## Tujuan Tugas
(A) Terjemahkan ke dalam bahasa Inggris kalimat berikut dari teks tentang audiensi umum Paus Fransiskus: "Ini adalah kemunafikan yang menghancurkan Gereja."
(B) Lanjutkan teks tentang audiensi umum Paus Fransiskus mulai dari kalimat terakhirnya.

## Teks yang Ditampilkan
Orang-orang
Kristen yang lebih fokus pada kedekatan lahiriah dengan Gereja daripada peduli
dengan sesama ibarat turis yang berkelana tanpa tujuan, demikian pernyataan
Paus Fransiskus pada 21 Agustus saat audensi umum mingguannya. Orang-orang “yang
selalu lewat tetapi tidak pernah memasuki Gereja” dalam cara yang sepenuhnya
komunal dalam hal berbagi dan peduli sibuk dalam semacam “wisata spiritual yang
membuat mereka percaya bahwa mereka adalah orang Kristen tetapi sebaliknya hanyalah
turis,” tambah Paus Fransiskus.
“Kehidupan
yang hanya didasarkan pada upaya mencari profit dan manfaat dari situasi yang
merugikan orang lain pasti menyebabkan kematian batin,” jelas Paus Fransiskus. “Dan
beberapa banyak orang yang merugikan orang yang mengatakan bahwa mereka dekat
dengan Gereja, berteman dengan pastor dan uskup namun hanya mencari kepentingan
mereka sendiri. Ini adalah kemunafikan yang menghancurkan Gereja.”

## Kutipan Sumber
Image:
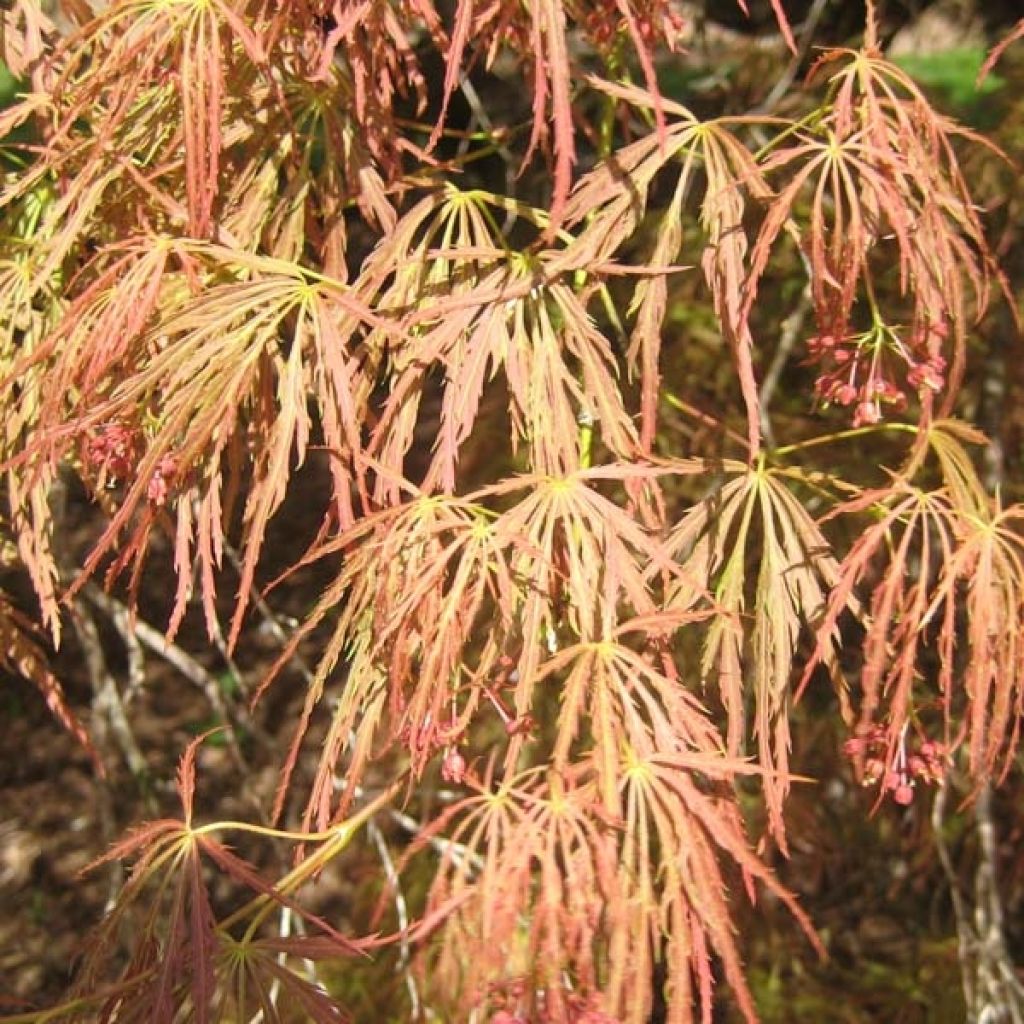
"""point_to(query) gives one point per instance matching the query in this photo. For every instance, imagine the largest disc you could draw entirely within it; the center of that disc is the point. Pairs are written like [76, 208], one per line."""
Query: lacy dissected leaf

## Jawaban per Tugas
(A) This is hypocrisy that destroys the Church.

(B)
Selama
audensi, Clelia Manfellotti, seorang gadis 10 tahun dari Naples yang
didiagnosis autisme berjalan menaiki tangga ke tempat Paus Fransiskus duduk. Paus
Fransiskus meminta petugas keamanan untuk membiarkan dia karena Tuhan berbicara
melalui anak-anak, yang membuat para audiens bertepuk tangan. Saat menyapa para
peziarah berbahasa Italia di akhir audiens, Paus Fransiskus merenungkan gadis
kecil itu yang “menjadi korban penyakit dan tidak tahu apa yang dia lakukan.”
“Saya
bertanya satu hal, tetapi semua orang harus menanggapi dalam hati: ‘Apakah saya
berdoa untuknya; memandangnya, apakah saya berdoa agar Tuhan menyembuhkannya,
melindunginya? Apakah saya berdoa untuk orangtua dan keluarganya?’ Ketika kita
melihat seseorang menderita, kita harus selalu berdoa. Situasi ini membantu
kita untuk mengajukan pertanyaan ini: apakah
saya berdoa untuk orang ini yang telah saya lihat, (orang ini) yang menderita?” urai Paus Fransiskus.
Kisah Para Rasul
Dalam
katekesenya, Paus Fransiskus melanjutkan serangkaian ceramahnya tentang Kisah
Para Rasul, merefleksikan pembagian barang di antara komunitas Gereja perdana. Sementara
berbagi dalam doa dan ekaristi mempersatukan orang-orang beriman “dalam satu
hati dan satu jiwa,” kata Paus Fransiskus, berbagi barang membantu orang-orang Kristen
perdana untuk saling memelihara satu sama lain dan “menjauhkan dari bencana
kemiskinan.”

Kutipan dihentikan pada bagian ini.